WORK TO COMPLETE |
1 > In the excerpt on prior-art scan-chain masking, why does prior-art #3 still have to mask off a complete scan chain or a complete scan cell location across all scan chains to mask off multiple bit failures?
2 > Carry on the excerpt on prior-art scan-chain masking solutions from its last sentence.

EXCERPT PROVIDED |
Prior-art #2, FIG. 2B, is described in U.S. Patent Application Publication US 2002/0188903 A1 by Chu et al. (2002). This solution replaces the range comparator with a ring counter 201b shifting alongside the regular scan chains, allowing individual scan cell locations across all scan chains to be masked off. However, this solution does not adequately solve the problem of being able to improve yield with minimum fault coverage loss, since it is still required to mask off a complete scan chain or a complete scan cell location across all scan chains in order to mask off a single bit failure. Similar limitations as prior-art solution #1 also exist for multiple bit failures.
Prior-art #3, FIG. 2C, is described in U.S. Patent Application Publication US 2003/0115521 A1 by Rajski et al. (2003). This solution utilizes a selector circuit 204c similar to the output-mask network in prior-art solution #1, and a controller circuit 203c broadly defined to include any circuit capable of preventing failing scan cells from reaching the pattern compactor (MISR). Its purpose is mainly to mask off unknown states and multiple faults from reaching the MISR during test, debug, or diagnosis, and not for yield improvement. In all the embodiments specified by this invention, the circuitry used for masking off interactions between scan chains and scan cell locations is always implemented using a network of AND gates, similar to the combinational output controller of the previous two prior-art solutions. Thus, this solution still suffers from the problem of having to mask off a complete scan chain or a complete scan cell location across all scan chains in order to be able to mask off multiple bit failures.

EXCERPTED DATA |
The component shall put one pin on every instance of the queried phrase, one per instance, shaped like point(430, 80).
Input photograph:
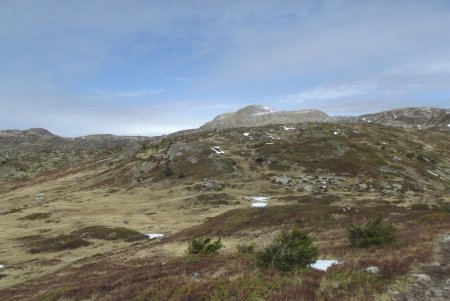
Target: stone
point(422, 277)
point(282, 180)
point(147, 166)
point(307, 188)
point(112, 235)
point(373, 270)
point(193, 159)
point(397, 186)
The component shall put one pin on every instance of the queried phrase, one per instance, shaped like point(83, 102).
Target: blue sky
point(136, 67)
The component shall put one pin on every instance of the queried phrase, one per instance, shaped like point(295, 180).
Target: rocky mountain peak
point(254, 110)
point(260, 115)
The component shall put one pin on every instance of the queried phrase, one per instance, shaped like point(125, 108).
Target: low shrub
point(245, 248)
point(34, 216)
point(375, 232)
point(290, 250)
point(56, 244)
point(110, 233)
point(204, 246)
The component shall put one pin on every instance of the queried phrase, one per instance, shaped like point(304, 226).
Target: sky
point(147, 67)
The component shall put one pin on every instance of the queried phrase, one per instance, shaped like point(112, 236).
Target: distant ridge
point(260, 115)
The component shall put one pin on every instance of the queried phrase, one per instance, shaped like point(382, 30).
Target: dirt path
point(432, 280)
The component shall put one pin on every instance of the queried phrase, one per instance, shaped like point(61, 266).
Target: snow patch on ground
point(154, 235)
point(217, 150)
point(435, 174)
point(260, 198)
point(259, 204)
point(104, 160)
point(323, 265)
point(272, 136)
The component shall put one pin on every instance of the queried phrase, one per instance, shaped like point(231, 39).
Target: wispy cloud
point(111, 95)
point(331, 92)
point(339, 54)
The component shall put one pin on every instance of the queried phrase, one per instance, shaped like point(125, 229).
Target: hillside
point(59, 212)
point(258, 115)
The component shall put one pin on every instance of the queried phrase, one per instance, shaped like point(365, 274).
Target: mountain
point(73, 224)
point(77, 213)
point(259, 115)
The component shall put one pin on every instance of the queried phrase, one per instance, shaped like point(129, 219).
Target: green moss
point(34, 216)
point(107, 233)
point(56, 244)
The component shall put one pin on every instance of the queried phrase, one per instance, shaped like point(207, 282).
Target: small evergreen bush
point(245, 248)
point(290, 250)
point(204, 246)
point(375, 232)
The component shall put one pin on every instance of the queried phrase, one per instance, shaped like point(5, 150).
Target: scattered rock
point(373, 270)
point(211, 185)
point(147, 166)
point(282, 180)
point(112, 235)
point(422, 277)
point(193, 159)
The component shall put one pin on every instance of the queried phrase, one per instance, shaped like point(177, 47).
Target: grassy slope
point(108, 193)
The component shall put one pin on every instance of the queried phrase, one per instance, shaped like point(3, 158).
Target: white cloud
point(109, 95)
point(331, 92)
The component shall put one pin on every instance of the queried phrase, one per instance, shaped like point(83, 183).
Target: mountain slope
point(320, 177)
point(258, 115)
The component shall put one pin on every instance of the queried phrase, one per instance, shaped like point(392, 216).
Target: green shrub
point(168, 171)
point(34, 216)
point(245, 248)
point(204, 246)
point(290, 250)
point(375, 232)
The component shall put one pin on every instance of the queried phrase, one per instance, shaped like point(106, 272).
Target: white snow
point(154, 235)
point(103, 160)
point(217, 150)
point(260, 198)
point(264, 110)
point(323, 265)
point(435, 174)
point(272, 136)
point(259, 205)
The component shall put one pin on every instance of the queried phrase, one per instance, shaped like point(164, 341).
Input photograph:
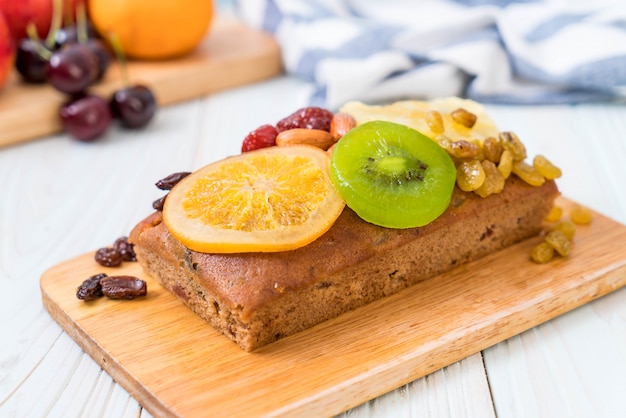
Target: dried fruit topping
point(567, 228)
point(172, 180)
point(542, 253)
point(546, 168)
point(125, 248)
point(114, 255)
point(463, 117)
point(299, 136)
point(340, 124)
point(91, 289)
point(123, 287)
point(470, 175)
point(158, 204)
point(580, 215)
point(308, 118)
point(528, 173)
point(108, 257)
point(559, 242)
point(492, 149)
point(512, 143)
point(435, 122)
point(555, 214)
point(262, 137)
point(494, 182)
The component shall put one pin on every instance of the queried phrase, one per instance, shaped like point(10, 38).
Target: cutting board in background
point(175, 364)
point(231, 55)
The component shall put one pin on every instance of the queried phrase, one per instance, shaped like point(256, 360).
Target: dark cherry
point(72, 68)
point(29, 63)
point(86, 118)
point(134, 105)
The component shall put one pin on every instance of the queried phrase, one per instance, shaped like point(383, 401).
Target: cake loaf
point(257, 298)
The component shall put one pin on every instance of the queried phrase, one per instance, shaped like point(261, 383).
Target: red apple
point(7, 51)
point(20, 12)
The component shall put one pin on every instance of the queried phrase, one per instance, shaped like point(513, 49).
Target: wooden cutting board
point(231, 55)
point(175, 364)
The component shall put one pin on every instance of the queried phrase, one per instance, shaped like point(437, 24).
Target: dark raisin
point(125, 248)
point(108, 257)
point(172, 180)
point(158, 204)
point(123, 287)
point(91, 289)
point(307, 118)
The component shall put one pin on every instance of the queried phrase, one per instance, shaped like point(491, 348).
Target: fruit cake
point(256, 296)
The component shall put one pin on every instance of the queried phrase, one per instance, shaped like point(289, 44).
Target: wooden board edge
point(91, 347)
point(346, 395)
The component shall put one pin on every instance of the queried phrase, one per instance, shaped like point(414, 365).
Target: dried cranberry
point(125, 248)
point(91, 288)
point(172, 180)
point(262, 137)
point(308, 118)
point(123, 287)
point(108, 257)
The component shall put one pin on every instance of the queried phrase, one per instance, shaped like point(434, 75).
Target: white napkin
point(498, 51)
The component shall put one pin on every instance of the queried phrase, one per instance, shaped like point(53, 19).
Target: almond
point(340, 124)
point(301, 136)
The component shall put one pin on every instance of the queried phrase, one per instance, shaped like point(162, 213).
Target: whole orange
point(149, 29)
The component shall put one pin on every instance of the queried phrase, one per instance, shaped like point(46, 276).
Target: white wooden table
point(61, 198)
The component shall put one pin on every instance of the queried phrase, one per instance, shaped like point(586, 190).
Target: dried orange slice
point(272, 199)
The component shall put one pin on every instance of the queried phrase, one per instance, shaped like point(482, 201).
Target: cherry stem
point(81, 22)
point(57, 21)
point(31, 31)
point(121, 58)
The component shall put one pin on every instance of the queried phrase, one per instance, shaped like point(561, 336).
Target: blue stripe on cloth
point(490, 49)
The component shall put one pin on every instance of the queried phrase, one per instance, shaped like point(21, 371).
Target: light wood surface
point(61, 198)
point(343, 362)
point(231, 55)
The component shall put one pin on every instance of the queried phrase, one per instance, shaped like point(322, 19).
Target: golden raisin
point(546, 168)
point(567, 228)
point(555, 214)
point(527, 173)
point(435, 121)
point(506, 164)
point(511, 142)
point(494, 182)
point(559, 242)
point(492, 149)
point(580, 215)
point(470, 175)
point(542, 253)
point(464, 117)
point(463, 149)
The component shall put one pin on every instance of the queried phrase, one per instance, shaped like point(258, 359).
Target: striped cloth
point(493, 51)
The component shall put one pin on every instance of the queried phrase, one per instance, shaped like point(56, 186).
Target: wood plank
point(231, 55)
point(174, 364)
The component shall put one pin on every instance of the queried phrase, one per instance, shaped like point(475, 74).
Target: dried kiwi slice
point(392, 175)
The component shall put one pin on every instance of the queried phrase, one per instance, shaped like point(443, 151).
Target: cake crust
point(258, 298)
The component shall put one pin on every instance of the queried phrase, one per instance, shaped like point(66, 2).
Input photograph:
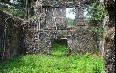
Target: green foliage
point(58, 62)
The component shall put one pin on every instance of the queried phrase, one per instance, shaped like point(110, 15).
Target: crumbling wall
point(10, 35)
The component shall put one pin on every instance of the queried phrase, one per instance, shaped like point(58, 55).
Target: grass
point(58, 62)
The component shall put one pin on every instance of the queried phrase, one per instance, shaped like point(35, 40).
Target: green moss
point(58, 62)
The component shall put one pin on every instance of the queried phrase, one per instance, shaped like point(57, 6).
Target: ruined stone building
point(35, 36)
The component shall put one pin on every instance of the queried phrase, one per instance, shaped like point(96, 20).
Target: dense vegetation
point(58, 62)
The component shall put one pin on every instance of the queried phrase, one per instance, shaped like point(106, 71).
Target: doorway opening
point(59, 47)
point(70, 16)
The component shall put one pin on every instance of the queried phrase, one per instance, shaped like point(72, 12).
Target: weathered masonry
point(50, 23)
point(34, 36)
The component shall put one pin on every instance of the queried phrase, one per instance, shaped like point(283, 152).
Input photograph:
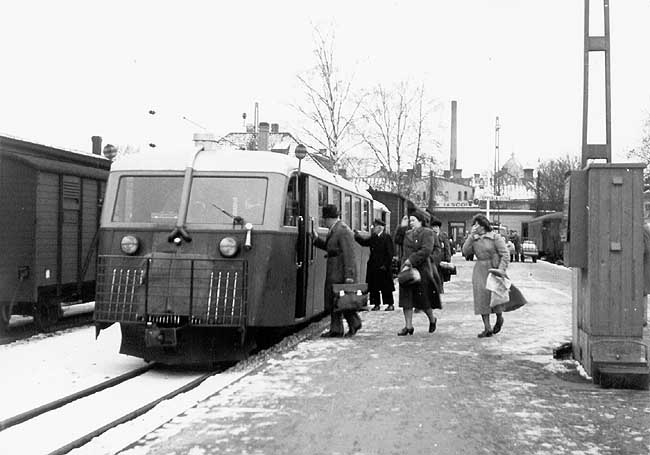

EXPECTED OUTPUTS |
1 > In every embodiment of prior-art #3, the circuitry that masks off interactions between scan chains and scan cell locations is a network of AND gates, like the combinational output controller of the two earlier solutions. It therefore has the same limitation: it cannot mask multiple bit failures without masking a whole scan chain or a whole scan cell location across all scan chains.

2 >
Therefore, there is a need to extend the debug and diagnosis capabilities of current prior-art solutions to cover yield improvement. There is a further need to extend the debug and diagnosis of the deterministic-test portion of current prior-art solutions to cover the flush-test portion as well. Finally, there is a further need to improve upon current prior-art solutions to allow designers to recover from inadvertent scan design implementation errors, producing a manufacturing test with minimum fault coverage loss.